## DOCUMENT SECTION
(Airportrait/Getty)
Robert Wills likes to cite a statistic that explains pretty much all you need to know about the aviation industry’s spare parts business. When a commercial plane can’t fly because of a malfunctioning component, like a fuel pump, the airline can expect to lose something in the order of $300,000 a day.
Yes, a day.
“It’s, like, super urgent,” says Wills, founder and CEO of Air Start, which is based in Mississauga, Ont.
So for the firms that source and supply parts to stranded planes at airports around the world, the significance of the time-equals-money equation couldn’t be clearer: the ones that work the fastest, win. It’s not complicated.
Except, as Wills knows, the business of getting the parts to the planes is something of a logistical minuet that involves finding the component, some of which can run to $250,000, loading it on a commercial flight, dealing with customs, and finally getting the part into the hands of the mechanics at the other end. “We ship 24/7,” he says. “When an airline sends us an order, they’re in huge trouble.”

## EXTRACTED MATERIAL
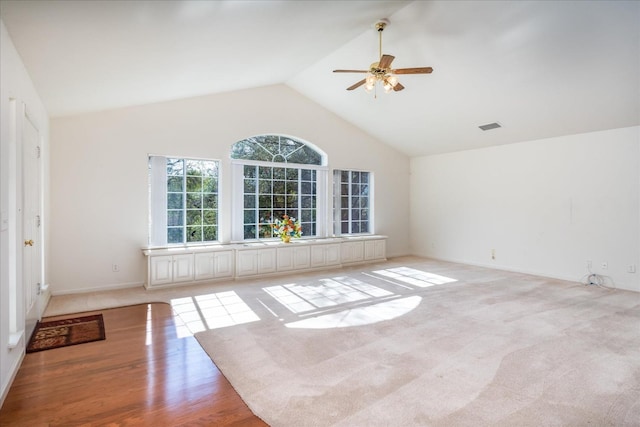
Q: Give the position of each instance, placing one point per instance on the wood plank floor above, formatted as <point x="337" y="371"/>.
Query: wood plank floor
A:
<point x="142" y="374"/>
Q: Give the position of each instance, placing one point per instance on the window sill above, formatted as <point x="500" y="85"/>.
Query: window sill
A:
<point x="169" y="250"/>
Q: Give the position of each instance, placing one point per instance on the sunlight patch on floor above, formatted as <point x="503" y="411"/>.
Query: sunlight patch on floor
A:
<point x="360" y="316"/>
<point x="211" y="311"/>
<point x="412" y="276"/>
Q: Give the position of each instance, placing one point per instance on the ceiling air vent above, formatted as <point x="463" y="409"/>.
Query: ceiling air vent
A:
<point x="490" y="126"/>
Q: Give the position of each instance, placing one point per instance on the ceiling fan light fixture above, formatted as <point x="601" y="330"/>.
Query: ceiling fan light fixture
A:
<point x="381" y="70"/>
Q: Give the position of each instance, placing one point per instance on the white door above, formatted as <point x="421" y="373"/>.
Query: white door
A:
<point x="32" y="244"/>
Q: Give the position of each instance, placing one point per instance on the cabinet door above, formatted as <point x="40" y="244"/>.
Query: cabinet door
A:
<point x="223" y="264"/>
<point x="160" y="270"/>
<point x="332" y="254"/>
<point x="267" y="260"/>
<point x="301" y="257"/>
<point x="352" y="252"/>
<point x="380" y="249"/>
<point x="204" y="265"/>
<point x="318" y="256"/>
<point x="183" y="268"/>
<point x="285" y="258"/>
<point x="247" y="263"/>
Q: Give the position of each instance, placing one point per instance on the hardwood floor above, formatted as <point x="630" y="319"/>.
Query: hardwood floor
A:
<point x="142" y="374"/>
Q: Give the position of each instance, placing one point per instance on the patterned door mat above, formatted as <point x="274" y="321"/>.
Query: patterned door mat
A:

## OBJECTIVE
Please rewrite the aviation spare parts article from "(Airportrait/Getty)" up to and including "It’s not complicated.", putting "landing gear actuator" in place of "fuel pump".

## TASK OUTPUT
(Airportrait/Getty)
Robert Wills likes to cite a statistic that explains pretty much all you need to know about the aviation industry’s spare parts business. When a commercial plane can’t fly because of a malfunctioning component, like a landing gear actuator, the airline can expect to lose something in the order of $300,000 a day.
Yes, a day.
“It’s, like, super urgent,” says Wills, founder and CEO of Air Start, which is based in Mississauga, Ont.
So for the firms that source and supply parts to stranded planes at airports around the world, the significance of the time-equals-money equation couldn’t be clearer: the ones that work the fastest, win. It’s not complicated.